***** Materials provided
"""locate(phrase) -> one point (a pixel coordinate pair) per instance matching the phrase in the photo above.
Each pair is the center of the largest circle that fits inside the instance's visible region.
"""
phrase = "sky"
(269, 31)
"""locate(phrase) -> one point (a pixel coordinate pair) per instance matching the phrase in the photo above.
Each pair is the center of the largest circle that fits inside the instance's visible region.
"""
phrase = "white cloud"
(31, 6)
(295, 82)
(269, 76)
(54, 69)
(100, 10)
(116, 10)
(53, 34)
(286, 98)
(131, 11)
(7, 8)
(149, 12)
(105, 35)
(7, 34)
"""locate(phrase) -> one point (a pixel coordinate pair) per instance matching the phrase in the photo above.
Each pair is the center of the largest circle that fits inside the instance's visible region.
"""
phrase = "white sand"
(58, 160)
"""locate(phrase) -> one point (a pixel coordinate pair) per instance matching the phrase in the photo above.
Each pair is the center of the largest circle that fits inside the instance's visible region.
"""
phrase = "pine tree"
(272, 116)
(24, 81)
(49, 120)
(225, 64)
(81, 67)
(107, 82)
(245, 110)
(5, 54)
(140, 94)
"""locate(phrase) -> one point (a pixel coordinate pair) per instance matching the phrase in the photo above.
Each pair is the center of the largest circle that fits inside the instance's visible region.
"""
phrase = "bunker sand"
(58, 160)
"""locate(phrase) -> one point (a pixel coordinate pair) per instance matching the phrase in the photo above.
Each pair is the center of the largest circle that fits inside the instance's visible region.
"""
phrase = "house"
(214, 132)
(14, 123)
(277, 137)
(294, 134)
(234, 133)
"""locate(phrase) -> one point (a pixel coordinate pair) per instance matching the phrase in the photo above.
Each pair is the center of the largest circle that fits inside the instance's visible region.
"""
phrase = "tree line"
**********
- Problem statement: Reproduce the entire listing above verbatim, from its first line to its last.

- The output:
"""locate(phrase) -> one point (a pixel coordinate pair) per instance matching the phrase in the photo above.
Each pair is the center of the largest circle that fits inside the instance's visible region.
"""
phrase = "sky"
(269, 31)
"""locate(phrase) -> one point (a pixel coordinate pair) per instance matching the phrase in the photo above.
Each pair is the center of the largest circle that fits inside the instance's visible region.
"""
phrase = "white cloud"
(31, 6)
(295, 82)
(269, 76)
(54, 69)
(100, 10)
(116, 10)
(53, 34)
(286, 98)
(131, 11)
(7, 8)
(149, 12)
(105, 35)
(7, 34)
"""locate(phrase) -> one point (a pixel coordinate pair) per instance matching the phrase in the photo above.
Each pair is the center of the largest circle that fits inside the instance's visible region.
"""
phrase = "white sand"
(58, 160)
"""locate(phrase) -> one point (a pixel coordinate pair) per instance matching the phrase in the photo above.
Each pair is the center of the largest circle that fits inside the instance's visible region.
"""
phrase = "pine tree"
(272, 116)
(24, 81)
(49, 120)
(225, 64)
(81, 67)
(107, 82)
(245, 110)
(5, 54)
(140, 94)
"""locate(phrase) -> one point (a pixel coordinate pair) per instance matching the phrase in the photo above.
Each pair is the center of the largest circle that fits inside the instance's visible region.
"""
phrase = "bunker sand"
(58, 160)
"""locate(phrase) -> one point (a pixel coordinate pair) per instance matching the phrase in the photo above.
Each pair is the center of the largest circle that fits inside the instance's visible region.
"""
phrase = "house"
(214, 132)
(14, 123)
(277, 137)
(294, 134)
(234, 133)
"""locate(phrase) -> one point (a pixel coordinate pair) per instance matching the phrase in the photo above.
Each pair is the center of the largest circle that fits inside the instance's visible region.
"""
phrase = "tree line"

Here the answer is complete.